FRAGMENTO
^^^^^^^^^^^^^^^^

A las Inteligencias Artificiales aún les queda un largo camino que recorrer hasta que, en el futuro, cuando yo haga esta misma consulta, en lugar de personas la inteligencia artificiale muestre algoritmos; pero lo que es indudable es que el papel de las inteligencias artificiales será cada vez más preponderante en nuestro campo profesional y eso nos lleva a la gran cuestión.

Las inteligencias artificiales son algoritmos costosos de construir, programar y entrenar lo que significa que, con seguridad, serán herramientas en manos de un determinado tipo de abogados y no de otros y que estarán al servicio de un determinado tipo de clientes y no de otros.

Y esto no es ninguna particularidad de la justicia, el problema de que las inteligencias artificiales dominen al ser humano no es el riesgo real, el riesgo real es el de quiénes serán los que controlen las inteligencias artificiales, porque esas personas, en el futuro, como ocurrió con las armas en el pasado, constiturán una peligrosa élite de control.

Todas estas cuestiones son problemas que los juristas debemos plantearnos y resolver y no sólo porque en ellos vaya implícito nuestro futuro profesional sino porque de su resolución dependerá que la libertad y la igualdad aún sean posibles en los estados y las sociedades futuras.

La máquina de las emociones

Nadie nos quiere tristes, se juzga la tristeza un estado de ánimo patológico y se la trata como tal con drogas y terapias. Nos quieren alegres y, para que lo estemos, nos surten de todo tipo de consumibles que no sólo harán —dicen— que sean más alegres nuestras vidas sino que también traslucirenos esa alegría al exterior y se lo demostraremos a los demás. La tristeza es una ordinariez ¿quién quiere una persona triste a su lado?

La tristeza es el fracaso del mismo modo que la alegría es el éxito. Serás alegre, culto y feliz si viajas a países exóticos o famosos culturalmente. Serás una persona alegre y de éxito si compras un coche, una vivienda, un traje un bolso o unos zapatos caros. Y si a pesar de eso estás —incomprensiblemente— triste, lo mejor es que compres alguna solución química para tu «inexplicable» tristeza.

Y el caso es que no hay nada más normal que estar triste cuando una desgracia nos alcanza; nada hay más común que tener miedo si una amenaza gravita sobre nosotros ni nada más genuinamente humano que reir cuando somos felices.

Marvin Minsky, uno de los padres de la inteligencia artificial, llamó al ser humano «the emotion machine», pues en el curso de sus investigaciones descubrió que estos estados de la mente y el cuerpo a los que llamamos emociones respondían a necesidades vitales del ser humano y que, en el 90% de los casos, las acciones humanas respondían a impulsos emocionales diseñados por la naturaleza antes que a eso que los seres humanos llamamos raciocinio.

^^^^^^^^^^^^^^^^

DATOS PROPORCIONADOS
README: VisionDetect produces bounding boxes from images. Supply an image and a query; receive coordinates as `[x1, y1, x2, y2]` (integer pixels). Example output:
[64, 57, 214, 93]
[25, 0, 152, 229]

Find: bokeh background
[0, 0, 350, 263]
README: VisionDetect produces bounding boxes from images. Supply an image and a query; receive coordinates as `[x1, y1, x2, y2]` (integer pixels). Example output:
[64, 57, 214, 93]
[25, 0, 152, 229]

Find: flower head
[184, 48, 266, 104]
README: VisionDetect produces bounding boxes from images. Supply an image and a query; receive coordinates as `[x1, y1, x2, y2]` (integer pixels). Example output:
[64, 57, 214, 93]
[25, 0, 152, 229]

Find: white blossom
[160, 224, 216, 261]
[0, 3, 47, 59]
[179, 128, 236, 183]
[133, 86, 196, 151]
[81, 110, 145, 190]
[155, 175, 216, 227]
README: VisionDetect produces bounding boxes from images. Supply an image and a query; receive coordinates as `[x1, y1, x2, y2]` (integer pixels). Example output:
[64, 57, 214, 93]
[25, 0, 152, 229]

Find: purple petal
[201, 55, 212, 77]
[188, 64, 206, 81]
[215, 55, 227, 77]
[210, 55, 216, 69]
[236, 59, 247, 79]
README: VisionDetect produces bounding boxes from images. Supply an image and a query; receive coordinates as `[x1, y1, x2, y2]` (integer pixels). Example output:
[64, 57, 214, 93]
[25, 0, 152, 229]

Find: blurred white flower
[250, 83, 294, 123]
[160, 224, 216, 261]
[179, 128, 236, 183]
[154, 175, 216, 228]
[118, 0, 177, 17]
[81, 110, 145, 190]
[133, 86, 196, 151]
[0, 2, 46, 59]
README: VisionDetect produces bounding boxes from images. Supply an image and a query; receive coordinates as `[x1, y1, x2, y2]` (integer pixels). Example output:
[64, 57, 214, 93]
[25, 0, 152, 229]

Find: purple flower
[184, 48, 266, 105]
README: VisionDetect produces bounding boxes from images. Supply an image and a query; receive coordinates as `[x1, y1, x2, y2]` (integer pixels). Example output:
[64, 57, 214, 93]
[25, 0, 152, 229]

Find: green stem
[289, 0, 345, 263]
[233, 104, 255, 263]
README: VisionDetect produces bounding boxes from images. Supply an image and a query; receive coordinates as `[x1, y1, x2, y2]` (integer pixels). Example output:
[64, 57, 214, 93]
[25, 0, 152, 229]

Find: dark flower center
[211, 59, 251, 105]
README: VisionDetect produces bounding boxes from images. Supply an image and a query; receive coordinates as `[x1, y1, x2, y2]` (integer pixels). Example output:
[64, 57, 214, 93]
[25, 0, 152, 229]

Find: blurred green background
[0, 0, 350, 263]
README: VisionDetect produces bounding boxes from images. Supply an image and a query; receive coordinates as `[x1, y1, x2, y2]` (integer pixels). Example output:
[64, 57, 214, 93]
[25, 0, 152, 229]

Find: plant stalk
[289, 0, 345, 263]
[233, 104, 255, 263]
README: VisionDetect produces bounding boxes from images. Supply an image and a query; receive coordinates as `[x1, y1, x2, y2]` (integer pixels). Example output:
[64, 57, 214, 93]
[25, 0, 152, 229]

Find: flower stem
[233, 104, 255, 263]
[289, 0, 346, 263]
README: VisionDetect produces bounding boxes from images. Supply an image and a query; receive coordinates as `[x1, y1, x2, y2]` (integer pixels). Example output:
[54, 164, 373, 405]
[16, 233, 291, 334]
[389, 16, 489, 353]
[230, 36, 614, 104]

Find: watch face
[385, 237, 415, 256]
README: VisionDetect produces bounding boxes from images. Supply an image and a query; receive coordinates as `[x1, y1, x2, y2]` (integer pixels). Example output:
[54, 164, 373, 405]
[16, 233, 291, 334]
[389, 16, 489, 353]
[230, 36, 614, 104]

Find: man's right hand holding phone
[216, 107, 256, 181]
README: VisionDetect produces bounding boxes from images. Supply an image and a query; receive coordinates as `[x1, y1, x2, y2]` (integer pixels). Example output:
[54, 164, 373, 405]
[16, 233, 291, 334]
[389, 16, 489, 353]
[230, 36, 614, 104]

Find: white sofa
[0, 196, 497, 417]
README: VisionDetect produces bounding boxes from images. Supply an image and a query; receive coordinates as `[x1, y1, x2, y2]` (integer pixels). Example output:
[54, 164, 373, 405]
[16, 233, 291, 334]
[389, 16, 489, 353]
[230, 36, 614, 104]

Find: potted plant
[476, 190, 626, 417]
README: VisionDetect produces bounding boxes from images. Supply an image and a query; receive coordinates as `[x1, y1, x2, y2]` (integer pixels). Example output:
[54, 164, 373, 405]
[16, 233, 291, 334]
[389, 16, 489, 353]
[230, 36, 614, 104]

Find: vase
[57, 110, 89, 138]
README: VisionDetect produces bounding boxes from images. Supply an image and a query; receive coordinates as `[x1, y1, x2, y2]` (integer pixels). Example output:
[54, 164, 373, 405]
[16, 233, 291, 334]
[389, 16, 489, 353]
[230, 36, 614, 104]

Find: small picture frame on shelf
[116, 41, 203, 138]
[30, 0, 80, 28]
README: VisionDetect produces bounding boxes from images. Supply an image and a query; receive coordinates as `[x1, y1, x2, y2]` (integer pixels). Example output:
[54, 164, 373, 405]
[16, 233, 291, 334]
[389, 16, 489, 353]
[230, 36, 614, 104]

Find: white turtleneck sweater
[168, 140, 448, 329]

^^^^^^^^^^^^^^^^

TAREAS DEL EJERCICIO
(a) Indica si cada afirmación concuerda con el fragmento, contestando sí o no y citando literalmente las palabras del fragmento que lo deciden: (i) las inteligencias artificiales son costosas de construir, programar y entrenar; (ii) el riesgo real es que las inteligencias artificiales dominen al ser humano; (iii) según Minsky, en el 90% de los casos las acciones humanas responden al raciocinio.
(b) Transcribe del fragmento el pasaje que empieza en las palabras "Las inteligencias artificiales son" y termina después de las palabras "élite de control.".

RESPUESTAS DEL EJERCICIO
(a)
(i) Sí: «Las inteligencias artificiales son algoritmos costosos de construir, programar y entrenar».
(ii) No: «el problema de que las inteligencias artificiales dominen al ser humano no es el riesgo real».
(iii) No: «en el 90% de los casos, las acciones humanas respondían a impulsos emocionales diseñados por la naturaleza antes que a eso que los seres humanos llamamos raciocinio».

(b)
Las inteligencias artificiales son algoritmos costosos de construir, programar y entrenar lo que significa que, con seguridad, serán herramientas en manos de un determinado tipo de abogados y no de otros y que estarán al servicio de un determinado tipo de clientes y no de otros.

Y esto no es ninguna particularidad de la justicia, el problema de que las inteligencias artificiales dominen al ser humano no es el riesgo real, el riesgo real es el de quiénes serán los que controlen las inteligencias artificiales, porque esas personas, en el futuro, como ocurrió con las armas en el pasado, constiturán una peligrosa élite de control.